▸ SET EXERCISE 1
According to the forum thread, how did the number of pages change?

▸ ARTICLE

*-*-*

For both scenarios, my best bet is that some pages/sites will "escape the sandbox" sooner than others, and that some will be "escaping gradually" every day for the forseeable future.
(*) I'm not trying to troll here, only emphasizing that there are numerous different things attributed to the term "sandbox" in different threads, by different members. We've all got "a general idea" but the specifics, as well as the theories differ a lot.
>> about a month or so ago the three sets of kw phrases I search for on a daily basis
>> returned more than double the number of SERPs
November 10, as noted by neuron in msg #131 here [webmasterworld.com].
yes I realize the number of pages went from 4 to 8 billion, that was tough to miss. Still, from some of the messages it seemed like there might be at least some areas where people weren't seeing much difference. I was just wondering if that was indeed the case. It seems not.
There were huge "of about X results" changes in many SERPs I watch. I'd say most everyone noticed the same.
It was nicer to tell a semi-sandboxed client they were #20 out of 115,000,000 as opposed to 50million. ;-)
G needs a big change...something to keep it fresh, updated and the leader of SEs.

*-*-*

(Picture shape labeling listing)
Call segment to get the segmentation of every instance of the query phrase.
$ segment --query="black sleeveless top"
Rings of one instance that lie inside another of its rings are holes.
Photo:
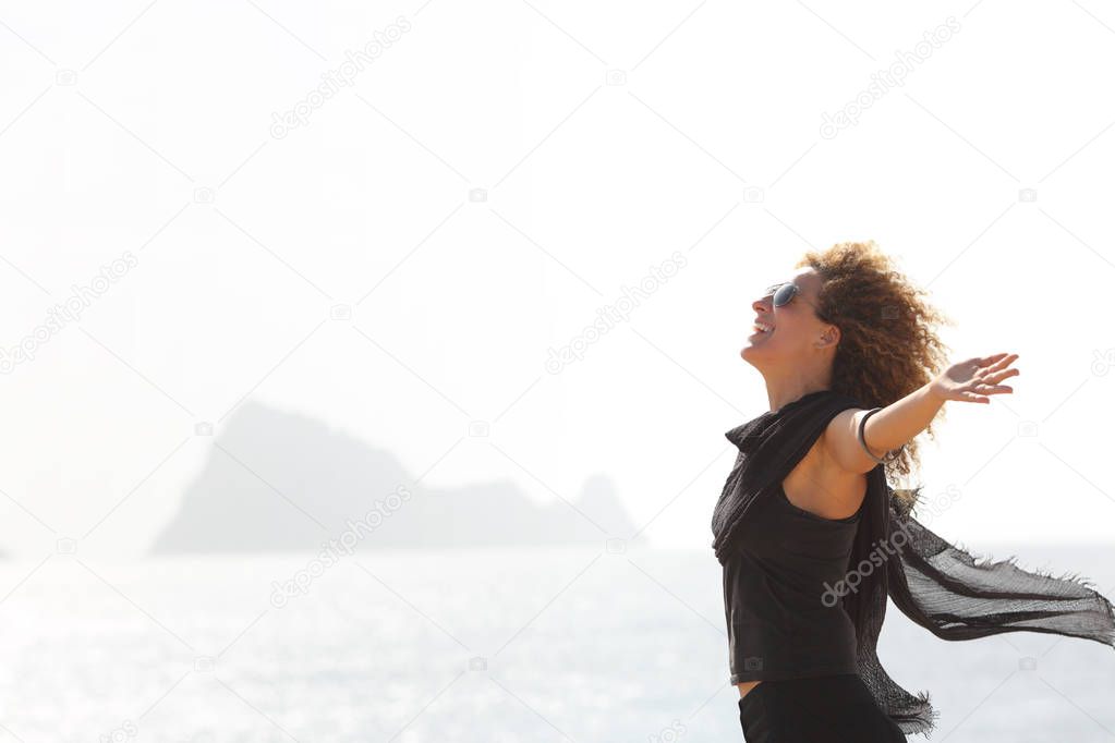
[[[864,502],[866,502],[864,498]],[[843,519],[759,498],[724,566],[731,683],[857,673],[855,625],[836,590],[864,507]]]

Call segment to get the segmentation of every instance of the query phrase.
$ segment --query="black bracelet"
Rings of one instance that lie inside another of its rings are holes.
[[[867,449],[867,442],[863,440],[863,429],[867,424],[867,419],[878,413],[880,410],[882,410],[882,408],[872,408],[863,416],[863,418],[860,419],[860,443],[863,446],[863,450],[867,452],[867,456],[871,457],[872,460],[879,462],[880,465],[885,465],[886,460],[880,459],[871,453],[871,449]],[[903,443],[902,447],[905,447],[905,444]],[[899,448],[899,451],[902,450],[902,447]]]

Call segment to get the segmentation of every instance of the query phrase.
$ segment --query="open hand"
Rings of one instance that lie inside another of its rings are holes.
[[[941,372],[930,383],[930,389],[941,400],[990,403],[991,400],[983,395],[1015,391],[999,382],[1020,373],[1017,369],[1007,369],[1016,359],[1017,353],[996,353],[961,361]]]

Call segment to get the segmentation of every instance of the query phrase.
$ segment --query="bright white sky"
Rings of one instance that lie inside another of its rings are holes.
[[[220,436],[245,395],[432,486],[542,502],[604,473],[653,544],[705,548],[723,433],[767,405],[738,356],[754,290],[867,238],[958,321],[956,361],[1021,354],[1016,393],[949,403],[925,450],[927,492],[960,493],[934,529],[1112,540],[1115,46],[1079,7],[146,7],[3,11],[0,345],[136,257],[0,377],[8,553],[95,526],[79,550],[142,553],[210,453],[194,423]],[[903,87],[821,136],[950,14]],[[271,136],[399,17],[350,87]],[[489,437],[458,442],[472,421]]]

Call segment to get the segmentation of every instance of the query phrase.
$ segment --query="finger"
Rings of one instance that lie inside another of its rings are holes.
[[[991,366],[991,371],[999,371],[1000,369],[1006,369],[1010,364],[1015,363],[1015,361],[1018,359],[1017,353],[1008,353],[1008,354],[1000,353],[997,354],[997,356],[1000,359],[1000,361]],[[993,358],[996,356],[988,356],[988,359],[993,359]]]
[[[1005,369],[1002,371],[986,375],[983,378],[983,381],[987,382],[988,384],[998,384],[1008,377],[1017,377],[1020,373],[1021,372],[1018,371],[1017,369]]]

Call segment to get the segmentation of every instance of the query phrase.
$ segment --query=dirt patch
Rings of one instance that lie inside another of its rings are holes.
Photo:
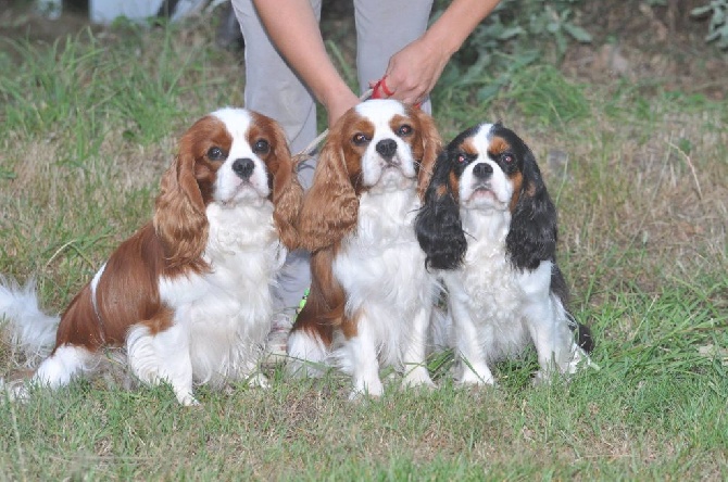
[[[588,2],[578,23],[590,45],[569,48],[563,69],[594,84],[615,78],[657,83],[669,90],[725,99],[728,52],[705,42],[707,18],[690,12],[704,0]]]

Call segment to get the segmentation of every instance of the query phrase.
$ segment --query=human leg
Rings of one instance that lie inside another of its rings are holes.
[[[364,92],[385,75],[389,59],[427,30],[432,0],[354,0],[356,69]],[[431,112],[429,99],[423,103]]]

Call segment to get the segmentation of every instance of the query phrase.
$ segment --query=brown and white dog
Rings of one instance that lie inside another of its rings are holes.
[[[556,208],[514,131],[481,124],[447,145],[416,231],[448,291],[462,383],[493,384],[492,364],[528,345],[538,353],[536,382],[591,364],[591,335],[568,312],[556,265]]]
[[[365,101],[331,129],[298,224],[312,286],[288,340],[293,371],[331,363],[352,376],[352,397],[381,395],[380,366],[432,384],[436,280],[413,224],[440,148],[431,117],[394,100]]]
[[[0,315],[15,339],[30,351],[52,346],[33,381],[58,389],[93,371],[103,348],[122,346],[136,377],[168,382],[184,405],[197,404],[193,384],[249,377],[266,384],[258,362],[271,286],[296,246],[301,196],[273,119],[242,109],[199,119],[162,178],[153,220],[113,252],[60,319],[38,308],[33,286],[2,279]]]

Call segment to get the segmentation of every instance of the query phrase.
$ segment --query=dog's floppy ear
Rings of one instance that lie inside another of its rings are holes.
[[[179,153],[162,176],[153,223],[164,248],[167,269],[202,263],[210,226],[187,136],[183,137]]]
[[[359,198],[341,145],[342,124],[339,120],[322,149],[299,215],[300,244],[312,252],[340,241],[354,228],[359,216]]]
[[[460,218],[456,177],[451,175],[451,169],[452,160],[445,150],[435,162],[424,204],[415,219],[415,233],[427,255],[425,265],[428,268],[456,269],[467,251]]]
[[[556,254],[556,207],[547,191],[534,153],[525,147],[523,182],[512,210],[511,229],[505,245],[518,269],[536,269]]]
[[[289,250],[294,250],[299,244],[296,230],[303,189],[296,175],[296,165],[291,158],[286,135],[283,128],[271,119],[273,129],[273,156],[268,162],[268,168],[273,176],[273,219],[278,228],[280,241]]]

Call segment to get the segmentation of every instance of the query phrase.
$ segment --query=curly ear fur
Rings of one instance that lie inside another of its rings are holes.
[[[457,191],[451,186],[451,160],[443,151],[435,162],[425,201],[415,219],[419,246],[427,255],[425,265],[436,269],[456,269],[467,251],[457,202]]]
[[[526,148],[523,183],[505,238],[511,262],[518,269],[536,269],[556,254],[556,207],[547,191],[536,157]]]
[[[166,258],[166,268],[192,265],[204,269],[201,254],[208,242],[208,217],[194,177],[194,157],[185,138],[174,163],[162,176],[154,208],[154,230]],[[199,265],[199,266],[198,266]]]
[[[280,241],[289,250],[294,250],[299,244],[296,224],[301,211],[303,188],[296,175],[296,165],[288,149],[286,135],[278,124],[272,125],[275,136],[272,142],[273,155],[277,161],[268,164],[273,176],[273,219],[278,228]]]
[[[418,163],[417,172],[417,195],[422,201],[425,199],[425,191],[432,178],[435,162],[440,151],[442,151],[442,138],[435,126],[435,119],[419,109],[410,107],[410,115],[419,123],[418,135],[421,137],[422,152],[417,145],[415,149],[415,161]]]
[[[303,196],[298,223],[300,245],[312,252],[334,245],[356,225],[359,198],[347,172],[340,138],[331,132],[324,144],[313,185]]]

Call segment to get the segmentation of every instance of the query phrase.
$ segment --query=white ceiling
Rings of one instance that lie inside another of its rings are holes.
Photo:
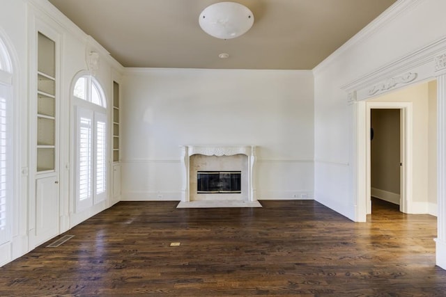
[[[312,69],[396,1],[236,0],[254,23],[224,40],[198,22],[216,0],[49,1],[125,67],[279,70]]]

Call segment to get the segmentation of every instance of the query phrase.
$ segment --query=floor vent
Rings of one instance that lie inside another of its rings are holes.
[[[60,239],[57,239],[56,241],[49,243],[47,246],[47,248],[56,248],[61,246],[62,243],[65,243],[66,241],[69,241],[72,238],[73,238],[74,235],[63,235]]]

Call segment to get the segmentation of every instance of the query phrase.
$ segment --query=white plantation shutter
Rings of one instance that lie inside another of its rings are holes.
[[[0,40],[0,245],[11,239],[12,159],[10,109],[13,65],[6,47]]]
[[[107,125],[106,100],[91,76],[79,77],[73,90],[76,113],[76,211],[107,198]]]
[[[96,159],[95,203],[105,199],[107,186],[107,125],[105,115],[95,113]]]
[[[0,82],[0,244],[10,239],[7,98],[9,87]]]
[[[91,111],[77,107],[77,211],[93,204],[93,116]]]

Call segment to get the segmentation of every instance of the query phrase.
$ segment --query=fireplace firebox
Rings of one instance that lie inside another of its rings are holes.
[[[197,193],[240,193],[241,171],[198,171]]]

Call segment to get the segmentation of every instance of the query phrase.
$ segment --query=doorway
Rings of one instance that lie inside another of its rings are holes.
[[[366,150],[367,214],[371,214],[371,198],[372,195],[398,204],[400,211],[407,213],[408,205],[412,202],[411,188],[408,186],[412,184],[412,103],[367,102],[366,109],[367,131],[371,132],[370,137],[367,137],[367,139]],[[375,111],[372,113],[372,111]],[[378,125],[374,127],[372,127],[372,114],[375,115],[375,118],[373,119],[374,125]],[[376,116],[378,118],[376,118]],[[381,116],[380,122],[380,116]],[[394,126],[390,133],[389,133],[390,129],[387,127],[389,125]],[[377,127],[378,129],[376,131],[375,129]],[[371,139],[372,128],[374,128],[373,141]],[[391,139],[395,137],[397,139]],[[375,155],[374,166],[372,166],[372,141],[374,141],[373,147],[375,149],[377,148],[376,143],[380,147],[378,148],[380,152],[376,152],[376,150],[374,152]],[[381,144],[379,144],[380,141]],[[390,145],[397,145],[398,148],[396,150],[394,147],[390,148]],[[380,154],[381,159],[378,160],[376,155]],[[377,162],[377,161],[379,161]],[[380,165],[380,168],[377,169],[376,163],[380,163],[378,166]],[[372,168],[375,169],[373,174]],[[389,172],[390,168],[391,172]],[[376,170],[378,171],[376,172]]]
[[[380,200],[389,203],[382,205],[399,209],[403,156],[401,144],[403,123],[401,123],[403,109],[371,109],[370,113],[371,198],[373,204]]]

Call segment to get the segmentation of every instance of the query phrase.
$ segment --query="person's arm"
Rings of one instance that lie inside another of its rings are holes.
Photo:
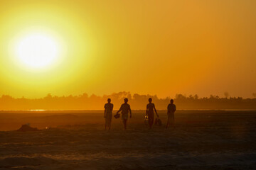
[[[156,111],[156,109],[154,105],[154,110],[155,110],[156,113],[156,115],[157,115],[157,118],[159,118],[159,115],[157,114],[157,111]]]
[[[112,108],[111,108],[111,113],[112,113],[112,111],[113,110],[113,108],[114,108],[114,105],[112,104]]]
[[[148,109],[148,106],[146,105],[146,116],[147,117],[147,109]]]
[[[104,118],[106,118],[106,108],[104,110]]]
[[[132,118],[132,110],[131,107],[129,106],[129,112],[130,113],[130,118]]]
[[[122,106],[121,106],[119,110],[117,112],[117,114],[118,113],[119,113],[121,110],[122,110]]]

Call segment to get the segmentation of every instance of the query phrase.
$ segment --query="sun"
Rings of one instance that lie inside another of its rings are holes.
[[[50,36],[34,33],[19,41],[16,53],[20,61],[26,66],[42,68],[55,62],[58,49],[57,43]]]

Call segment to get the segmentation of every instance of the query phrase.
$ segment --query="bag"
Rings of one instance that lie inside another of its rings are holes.
[[[116,115],[114,115],[114,117],[115,118],[120,118],[120,114],[117,113]]]
[[[149,119],[148,119],[148,118],[147,118],[146,115],[145,116],[145,118],[144,118],[144,125],[145,125],[146,126],[148,126],[148,125],[149,125]]]

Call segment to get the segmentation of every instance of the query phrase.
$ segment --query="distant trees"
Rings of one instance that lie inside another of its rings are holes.
[[[241,97],[229,97],[228,93],[224,94],[224,98],[210,95],[210,97],[199,98],[198,95],[176,95],[174,103],[178,109],[256,109],[256,94],[254,98],[242,98]],[[229,98],[228,98],[229,97]],[[13,98],[9,95],[0,97],[1,110],[102,110],[107,99],[110,98],[114,103],[114,109],[117,110],[128,98],[129,103],[132,109],[144,110],[149,98],[152,98],[156,109],[166,109],[170,102],[170,97],[159,98],[156,95],[141,95],[122,91],[110,95],[98,96],[89,96],[84,93],[78,96],[56,96],[50,94],[41,98]]]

*-*-*

▸ SET EXERCISE 2
Identify every line of the listing that contains the word "black" and copy each one.

▸ FINAL ANSWER 1
It went from 4 billion to 8 billion.

▸ FINAL ANSWER 2
$ segment --query="black sleeveless top"
$ segment --query="black bracelet"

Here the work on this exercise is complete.